◆ **SOURCE**
▶

That being said, one of my A4 cars made 289 rwhp after getting a full exhaust (shorty headers, hollowed cat, and cutout), CAI, electric water pump, airfoil, 1LE elbow, and under drive pulleys.
i have the same mods plus 1.6s,true duals and a tune and i hit 315/336.. i am sure someone has to doubt a tune,true duals and 1.6s are worth 22whp
With that said... Purple with yours punched in w/o a tune & CAI factored in it's showing 282/330. Figure 15-20 for a tune, which negates the drive train loss, leaving you basically right where you said due to the CAI adding 8-10.
How is it NOT close to stock?
It has three minor mods (exhaust, CAI, EWP)
Stock: heads, cam, rockers, intake, throttle body (no air foil), pullies, FPR, PCM/Tune, clutch, flywheel, trans, driveshaft, Rear end and so on.

◀

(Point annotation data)
▶

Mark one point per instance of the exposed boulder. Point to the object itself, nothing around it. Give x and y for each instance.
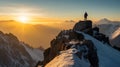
(69, 39)
(84, 26)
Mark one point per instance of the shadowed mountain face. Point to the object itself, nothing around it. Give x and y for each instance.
(14, 53)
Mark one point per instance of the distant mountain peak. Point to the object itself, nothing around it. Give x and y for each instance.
(104, 21)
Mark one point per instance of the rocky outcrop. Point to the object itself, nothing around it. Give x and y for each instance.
(84, 26)
(69, 39)
(13, 53)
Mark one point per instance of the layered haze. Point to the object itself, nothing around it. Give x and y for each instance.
(35, 35)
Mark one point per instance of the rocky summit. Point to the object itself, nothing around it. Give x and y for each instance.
(75, 40)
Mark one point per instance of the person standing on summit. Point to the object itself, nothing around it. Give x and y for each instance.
(85, 16)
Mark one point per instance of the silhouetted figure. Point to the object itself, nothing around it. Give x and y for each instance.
(85, 16)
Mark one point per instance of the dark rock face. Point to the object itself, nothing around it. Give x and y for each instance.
(84, 26)
(67, 38)
(62, 42)
(13, 53)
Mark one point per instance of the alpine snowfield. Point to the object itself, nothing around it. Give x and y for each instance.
(108, 57)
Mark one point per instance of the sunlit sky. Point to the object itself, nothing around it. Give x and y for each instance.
(58, 10)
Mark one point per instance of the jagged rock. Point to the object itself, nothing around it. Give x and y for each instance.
(14, 53)
(84, 26)
(64, 41)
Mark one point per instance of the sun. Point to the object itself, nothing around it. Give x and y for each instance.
(23, 19)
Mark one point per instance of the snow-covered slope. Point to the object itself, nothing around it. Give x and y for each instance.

◀

◆ **WHAT YOU NEED TO DO**
[1] Rewrite the stretch of the car modification discussion from "That being said, one" through "CAI adding 8-10.", replacing "CAI" with "cold air intake".
[2] Translate this sentence from the car modification discussion into Spanish: "It has three minor mods (exhaust, CAI, EWP)".
[3] Continue the car modification discussion past its final line.

◆ **RESPONSES TO THE EXERCISE**
[1]
That being said, one of my A4 cars made 289 rwhp after getting a full exhaust (shorty headers, hollowed cat, and cutout), cold air intake, electric water pump, airfoil, 1LE elbow, and under drive pulleys.
i have the same mods plus 1.6s,true duals and a tune and i hit 315/336.. i am sure someone has to doubt a tune,true duals and 1.6s are worth 22whp
With that said... Purple with yours punched in w/o a tune & cold air intake factored in it's showing 282/330. Figure 15-20 for a tune, which negates the drive train loss, leaving you basically right where you said due to the cold air intake adding 8-10.

[2] Tiene tres modificaciones menores (escape, CAI, EWP)

[3]
I am not making the claim to making the most power at all. I am stating that I am happy with what it put down.
I would like to see the graphs on the cars that put down 310. It is very easy for a savy dyno operator/tuner to skew the numbers up or down with adjustments in the correction factor. That is why I make sure that it is set at 1.0 SAE correction factor, not uncorrected or STD corrected (which will show more power).
EDIT: I see everyone has already told you its not close to stock.